(WORK TASK) In the kidney patient's story, what steroid medication was Farah given to keep her inflammatory condition under control?

Protect us from Covid-19 – plea from a kidney patient
Farah Mulla has lived more than a decade with lupus nephritis, experiencing huge challenges with her condition and treatment, including recently contracting Covid-19. The 29-year-old from Hackney in East London is anxious that kidney patients are prioritised when it comes to being protected from the pandemic. Farah has welcomed news of the new clinical trial we’re helping to fund, with the hope that a bespoke treatment can be developed to protect kidney patients and others who are transplanted like her.
Eleven years ago, Farah had no idea what lupus was. An itchy hand and a painful thumb were the first indicators that anything was wrong. But as an 18-year-old university student she didn’t take her subsequent diagnosis – or what it could lead to – that seriously.
“I went to hospital, had blood tests done and from there I got diagnosed,” she explains. “It was a big shock, I didn’t really realise what was happening to me.”

Steroid shock
She was unprepared for the side effects of the steroid medication, called prednisolone, that she was given to keep her inflammatory condition under control.
“I blew up like a big balloon because of the prednisolone,” she says. “I didn’t leave the house, it was horrible. I didn’t feel like myself, I didn’t look like myself. I couldn’t handle the weight, I couldn’t handle the swelling, I was really depressed.
“In my second year of university my uni friends didn’t notice me at all because they didn’t recognise me. It was so bad that my family could have walked past and they wouldn’t have recognised me. When I look back, I don’t recognise me!”
“Luckily my steroid levels came down and I started to get support from my family and friends. Three years after my diagnosis I managed to get back to myself again.”
With her condition relatively stable, Farah was able to embark on her career with the civil service, working for the Ministry of Justice.
Challenges of dialysis
Two years ago, Farah’s kidney function plummeted and it was time to prepare for dialysis. The choices ahead of her were daunting. If she chose haemodialysis (HD) she’d need to go to hospital three times a week, and her blood would be pumped out of her body and cleaned through a machine, before it was pumped in again. The alternative was daily peritoneal dialysis (PD) at home, where fluid would be passed into her abdominal cavity and pumped out, together with waste products. Each required surgery to form the openings for dialysis.

(DATA SHOWN)

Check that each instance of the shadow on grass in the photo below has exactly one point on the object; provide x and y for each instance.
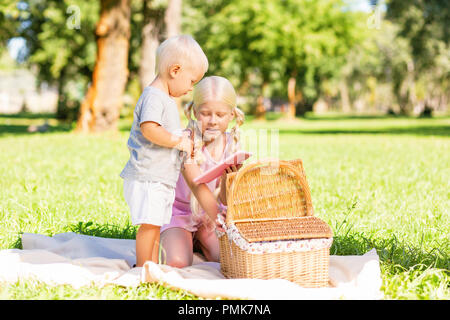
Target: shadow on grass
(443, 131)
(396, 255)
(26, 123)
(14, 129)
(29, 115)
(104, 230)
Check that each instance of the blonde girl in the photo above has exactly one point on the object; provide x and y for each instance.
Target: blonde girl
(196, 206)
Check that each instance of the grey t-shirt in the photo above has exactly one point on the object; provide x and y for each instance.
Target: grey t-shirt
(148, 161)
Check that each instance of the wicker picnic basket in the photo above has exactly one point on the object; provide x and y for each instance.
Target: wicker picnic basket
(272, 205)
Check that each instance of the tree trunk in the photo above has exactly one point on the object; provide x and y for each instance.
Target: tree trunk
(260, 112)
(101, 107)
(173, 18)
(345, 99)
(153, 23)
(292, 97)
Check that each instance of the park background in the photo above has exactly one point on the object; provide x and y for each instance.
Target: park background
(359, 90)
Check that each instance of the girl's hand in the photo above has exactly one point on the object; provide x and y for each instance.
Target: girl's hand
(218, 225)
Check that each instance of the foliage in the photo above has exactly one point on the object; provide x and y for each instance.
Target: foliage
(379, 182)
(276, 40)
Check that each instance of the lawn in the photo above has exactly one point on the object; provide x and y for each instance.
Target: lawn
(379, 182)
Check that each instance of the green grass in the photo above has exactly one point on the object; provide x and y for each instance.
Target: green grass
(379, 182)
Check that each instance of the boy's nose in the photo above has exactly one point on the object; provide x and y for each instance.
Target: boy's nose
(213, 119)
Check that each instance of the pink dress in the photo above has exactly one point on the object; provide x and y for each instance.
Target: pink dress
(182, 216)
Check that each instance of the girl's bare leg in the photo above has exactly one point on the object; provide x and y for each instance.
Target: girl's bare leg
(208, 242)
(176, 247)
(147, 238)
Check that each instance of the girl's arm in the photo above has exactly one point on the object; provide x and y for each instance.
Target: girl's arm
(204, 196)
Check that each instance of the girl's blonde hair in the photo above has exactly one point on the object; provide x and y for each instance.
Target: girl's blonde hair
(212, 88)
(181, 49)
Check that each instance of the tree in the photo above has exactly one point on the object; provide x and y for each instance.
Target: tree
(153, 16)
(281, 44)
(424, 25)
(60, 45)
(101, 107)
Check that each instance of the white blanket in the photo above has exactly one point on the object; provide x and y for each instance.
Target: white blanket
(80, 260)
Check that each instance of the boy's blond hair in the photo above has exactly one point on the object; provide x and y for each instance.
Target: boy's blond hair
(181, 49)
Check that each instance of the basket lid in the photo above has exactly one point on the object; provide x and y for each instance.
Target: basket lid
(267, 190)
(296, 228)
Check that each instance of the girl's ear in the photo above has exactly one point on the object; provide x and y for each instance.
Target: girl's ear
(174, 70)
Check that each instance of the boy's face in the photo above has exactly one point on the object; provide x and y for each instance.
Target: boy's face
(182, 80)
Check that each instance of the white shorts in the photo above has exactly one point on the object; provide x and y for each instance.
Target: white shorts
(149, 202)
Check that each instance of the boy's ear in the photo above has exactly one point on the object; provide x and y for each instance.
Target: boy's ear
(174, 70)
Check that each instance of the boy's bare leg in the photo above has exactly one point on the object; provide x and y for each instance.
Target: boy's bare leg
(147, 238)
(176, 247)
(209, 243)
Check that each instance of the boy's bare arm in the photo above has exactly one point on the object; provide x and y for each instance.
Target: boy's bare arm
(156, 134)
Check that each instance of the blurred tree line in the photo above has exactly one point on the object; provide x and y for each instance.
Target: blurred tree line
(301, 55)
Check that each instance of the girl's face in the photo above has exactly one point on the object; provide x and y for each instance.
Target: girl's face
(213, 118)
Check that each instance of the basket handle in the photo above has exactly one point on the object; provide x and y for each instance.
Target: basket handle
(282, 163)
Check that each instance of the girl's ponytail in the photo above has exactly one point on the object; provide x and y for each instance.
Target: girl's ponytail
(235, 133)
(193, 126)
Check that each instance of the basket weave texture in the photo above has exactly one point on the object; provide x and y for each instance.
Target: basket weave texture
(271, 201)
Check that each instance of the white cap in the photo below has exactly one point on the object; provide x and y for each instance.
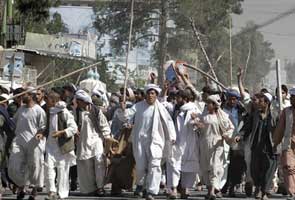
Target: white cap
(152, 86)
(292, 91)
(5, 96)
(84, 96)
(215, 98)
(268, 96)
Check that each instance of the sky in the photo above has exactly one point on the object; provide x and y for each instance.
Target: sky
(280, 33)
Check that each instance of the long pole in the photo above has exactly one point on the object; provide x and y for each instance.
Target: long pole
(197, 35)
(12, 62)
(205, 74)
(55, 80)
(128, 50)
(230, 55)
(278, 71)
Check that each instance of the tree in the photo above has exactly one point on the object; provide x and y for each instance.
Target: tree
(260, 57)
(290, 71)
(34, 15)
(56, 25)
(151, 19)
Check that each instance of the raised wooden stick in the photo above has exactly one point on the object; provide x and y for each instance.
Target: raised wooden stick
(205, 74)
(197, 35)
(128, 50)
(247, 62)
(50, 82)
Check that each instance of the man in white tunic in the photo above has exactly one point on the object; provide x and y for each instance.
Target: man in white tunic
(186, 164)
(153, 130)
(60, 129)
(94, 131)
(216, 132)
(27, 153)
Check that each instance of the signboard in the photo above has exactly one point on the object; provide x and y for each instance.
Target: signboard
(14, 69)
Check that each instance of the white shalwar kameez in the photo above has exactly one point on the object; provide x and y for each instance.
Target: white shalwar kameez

==

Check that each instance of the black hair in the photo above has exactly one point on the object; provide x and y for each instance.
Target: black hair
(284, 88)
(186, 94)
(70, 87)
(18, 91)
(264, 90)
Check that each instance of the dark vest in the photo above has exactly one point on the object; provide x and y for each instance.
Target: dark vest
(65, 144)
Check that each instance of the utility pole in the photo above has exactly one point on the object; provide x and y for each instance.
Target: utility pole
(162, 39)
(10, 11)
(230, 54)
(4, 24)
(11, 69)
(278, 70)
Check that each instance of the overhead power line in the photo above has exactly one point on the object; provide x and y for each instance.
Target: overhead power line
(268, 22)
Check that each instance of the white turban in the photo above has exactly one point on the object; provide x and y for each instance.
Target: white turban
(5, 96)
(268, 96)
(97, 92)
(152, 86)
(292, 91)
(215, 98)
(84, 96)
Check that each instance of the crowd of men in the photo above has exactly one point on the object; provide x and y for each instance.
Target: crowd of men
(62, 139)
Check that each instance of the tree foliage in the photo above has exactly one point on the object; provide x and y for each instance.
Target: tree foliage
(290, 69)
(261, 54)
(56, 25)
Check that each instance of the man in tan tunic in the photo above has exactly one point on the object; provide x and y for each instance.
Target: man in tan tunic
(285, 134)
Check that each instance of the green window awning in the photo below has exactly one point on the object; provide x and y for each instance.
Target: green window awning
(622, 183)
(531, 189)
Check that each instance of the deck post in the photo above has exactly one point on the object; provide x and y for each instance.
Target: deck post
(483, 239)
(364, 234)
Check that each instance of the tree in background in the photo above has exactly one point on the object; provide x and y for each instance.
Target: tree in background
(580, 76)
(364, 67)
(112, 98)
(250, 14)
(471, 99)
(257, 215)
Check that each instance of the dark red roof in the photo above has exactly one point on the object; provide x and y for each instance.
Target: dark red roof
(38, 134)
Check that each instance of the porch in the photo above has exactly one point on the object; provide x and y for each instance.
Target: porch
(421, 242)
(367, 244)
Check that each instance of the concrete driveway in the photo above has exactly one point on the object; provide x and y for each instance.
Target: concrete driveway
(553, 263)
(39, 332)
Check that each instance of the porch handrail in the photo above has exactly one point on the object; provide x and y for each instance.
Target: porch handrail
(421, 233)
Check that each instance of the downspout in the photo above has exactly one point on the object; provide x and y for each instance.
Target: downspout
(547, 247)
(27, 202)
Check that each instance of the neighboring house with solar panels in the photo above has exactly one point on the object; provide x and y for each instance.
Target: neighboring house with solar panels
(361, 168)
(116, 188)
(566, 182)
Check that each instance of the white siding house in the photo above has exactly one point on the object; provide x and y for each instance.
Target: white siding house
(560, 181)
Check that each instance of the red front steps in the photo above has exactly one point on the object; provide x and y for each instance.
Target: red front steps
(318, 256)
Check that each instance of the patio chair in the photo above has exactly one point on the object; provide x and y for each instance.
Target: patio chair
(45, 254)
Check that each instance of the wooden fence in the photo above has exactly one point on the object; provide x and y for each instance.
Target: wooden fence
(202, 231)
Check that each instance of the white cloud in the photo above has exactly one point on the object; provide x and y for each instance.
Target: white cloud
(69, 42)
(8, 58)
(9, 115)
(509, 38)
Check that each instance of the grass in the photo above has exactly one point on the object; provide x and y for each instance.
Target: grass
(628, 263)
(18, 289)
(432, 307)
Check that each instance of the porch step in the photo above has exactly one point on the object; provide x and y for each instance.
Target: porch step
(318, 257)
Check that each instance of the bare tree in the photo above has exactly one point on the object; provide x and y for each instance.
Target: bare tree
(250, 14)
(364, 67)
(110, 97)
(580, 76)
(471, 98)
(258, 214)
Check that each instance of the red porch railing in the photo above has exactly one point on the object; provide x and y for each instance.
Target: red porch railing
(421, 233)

(OUTPUT FOR THIS TASK) Prednisolone.